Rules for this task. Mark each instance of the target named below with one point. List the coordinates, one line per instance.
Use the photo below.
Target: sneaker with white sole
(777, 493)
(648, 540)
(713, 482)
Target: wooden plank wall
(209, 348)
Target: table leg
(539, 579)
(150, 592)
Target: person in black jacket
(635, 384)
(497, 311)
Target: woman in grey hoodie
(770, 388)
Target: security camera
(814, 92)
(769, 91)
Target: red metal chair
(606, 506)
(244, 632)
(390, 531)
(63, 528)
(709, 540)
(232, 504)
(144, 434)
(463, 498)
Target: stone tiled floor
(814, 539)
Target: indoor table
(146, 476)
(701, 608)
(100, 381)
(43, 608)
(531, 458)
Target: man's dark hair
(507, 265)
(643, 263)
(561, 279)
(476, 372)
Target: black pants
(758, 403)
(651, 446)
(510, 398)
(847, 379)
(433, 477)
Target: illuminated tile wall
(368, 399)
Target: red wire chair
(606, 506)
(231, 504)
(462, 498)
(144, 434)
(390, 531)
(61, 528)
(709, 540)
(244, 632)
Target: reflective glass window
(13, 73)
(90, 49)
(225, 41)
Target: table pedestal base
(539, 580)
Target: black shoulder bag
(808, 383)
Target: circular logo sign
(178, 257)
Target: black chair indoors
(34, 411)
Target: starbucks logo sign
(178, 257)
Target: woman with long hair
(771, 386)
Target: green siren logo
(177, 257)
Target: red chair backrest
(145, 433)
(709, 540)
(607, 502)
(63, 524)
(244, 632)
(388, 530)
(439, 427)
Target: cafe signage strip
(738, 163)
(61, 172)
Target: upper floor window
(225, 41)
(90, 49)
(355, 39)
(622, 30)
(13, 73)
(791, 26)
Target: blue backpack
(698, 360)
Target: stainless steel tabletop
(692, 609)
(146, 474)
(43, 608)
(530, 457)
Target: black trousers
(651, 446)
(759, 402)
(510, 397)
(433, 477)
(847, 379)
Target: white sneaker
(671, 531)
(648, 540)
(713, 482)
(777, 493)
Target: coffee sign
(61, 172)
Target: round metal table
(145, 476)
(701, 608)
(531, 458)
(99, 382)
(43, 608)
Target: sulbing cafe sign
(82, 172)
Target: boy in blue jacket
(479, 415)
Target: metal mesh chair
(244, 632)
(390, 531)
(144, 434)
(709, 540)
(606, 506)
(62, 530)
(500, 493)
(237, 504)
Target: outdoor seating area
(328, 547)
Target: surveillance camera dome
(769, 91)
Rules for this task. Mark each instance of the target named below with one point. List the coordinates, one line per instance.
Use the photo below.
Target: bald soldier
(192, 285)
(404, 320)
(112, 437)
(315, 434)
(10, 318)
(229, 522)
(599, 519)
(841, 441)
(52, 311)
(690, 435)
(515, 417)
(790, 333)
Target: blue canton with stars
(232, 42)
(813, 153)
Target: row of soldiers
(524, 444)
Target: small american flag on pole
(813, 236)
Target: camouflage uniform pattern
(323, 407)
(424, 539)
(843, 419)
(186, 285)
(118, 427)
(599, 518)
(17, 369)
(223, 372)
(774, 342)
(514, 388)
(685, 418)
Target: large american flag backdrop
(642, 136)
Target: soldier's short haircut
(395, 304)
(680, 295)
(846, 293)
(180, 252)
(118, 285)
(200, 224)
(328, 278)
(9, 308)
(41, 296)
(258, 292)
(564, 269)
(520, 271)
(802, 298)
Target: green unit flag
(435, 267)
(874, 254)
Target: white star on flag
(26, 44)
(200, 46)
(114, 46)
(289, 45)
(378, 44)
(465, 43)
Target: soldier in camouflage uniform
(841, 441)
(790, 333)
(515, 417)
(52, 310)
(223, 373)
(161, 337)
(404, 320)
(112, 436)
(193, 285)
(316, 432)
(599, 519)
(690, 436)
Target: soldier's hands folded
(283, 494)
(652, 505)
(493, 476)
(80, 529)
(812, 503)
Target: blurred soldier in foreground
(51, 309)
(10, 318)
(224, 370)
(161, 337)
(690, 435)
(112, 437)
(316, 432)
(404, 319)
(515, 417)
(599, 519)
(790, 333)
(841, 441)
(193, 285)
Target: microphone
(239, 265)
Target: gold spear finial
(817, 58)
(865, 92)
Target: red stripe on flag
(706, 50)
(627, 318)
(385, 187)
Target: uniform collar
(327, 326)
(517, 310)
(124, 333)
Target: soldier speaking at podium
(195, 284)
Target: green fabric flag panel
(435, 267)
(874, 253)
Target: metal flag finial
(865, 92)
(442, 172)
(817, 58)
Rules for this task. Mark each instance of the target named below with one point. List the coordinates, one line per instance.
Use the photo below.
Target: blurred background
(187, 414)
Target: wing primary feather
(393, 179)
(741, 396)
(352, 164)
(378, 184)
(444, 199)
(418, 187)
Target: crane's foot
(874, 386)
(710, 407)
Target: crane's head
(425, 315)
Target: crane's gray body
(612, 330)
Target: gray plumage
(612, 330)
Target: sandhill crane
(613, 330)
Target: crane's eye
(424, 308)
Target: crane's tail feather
= = = = =
» Goal:
Could you write out the lines again from the one containing "Target: gold spear finial" up to and including the last line, replacing "crane's" with "bird's" and changing nothing else?

» Exercise result:
Target: gold spear finial
(817, 58)
(865, 92)
Target: red stripe on flag
(706, 50)
(627, 318)
(385, 187)
Target: uniform collar
(327, 326)
(517, 310)
(124, 333)
Target: soldier speaking at podium
(195, 284)
Target: green fabric flag panel
(435, 267)
(874, 253)
Target: metal flag finial
(865, 92)
(442, 172)
(817, 58)
Rules for this task. Mark each instance of the target named below with one point. List the coordinates, one line per instance.
Use the photo below.
Target: blurred background
(187, 414)
Target: wing primary feather
(393, 179)
(741, 396)
(352, 164)
(378, 184)
(444, 199)
(418, 187)
Target: bird's foot
(874, 386)
(710, 407)
Target: bird's head
(425, 315)
Target: bird's gray body
(612, 330)
Target: gray plumage
(612, 330)
Target: sandhill crane
(613, 330)
Target: bird's eye
(424, 308)
Target: bird's tail feather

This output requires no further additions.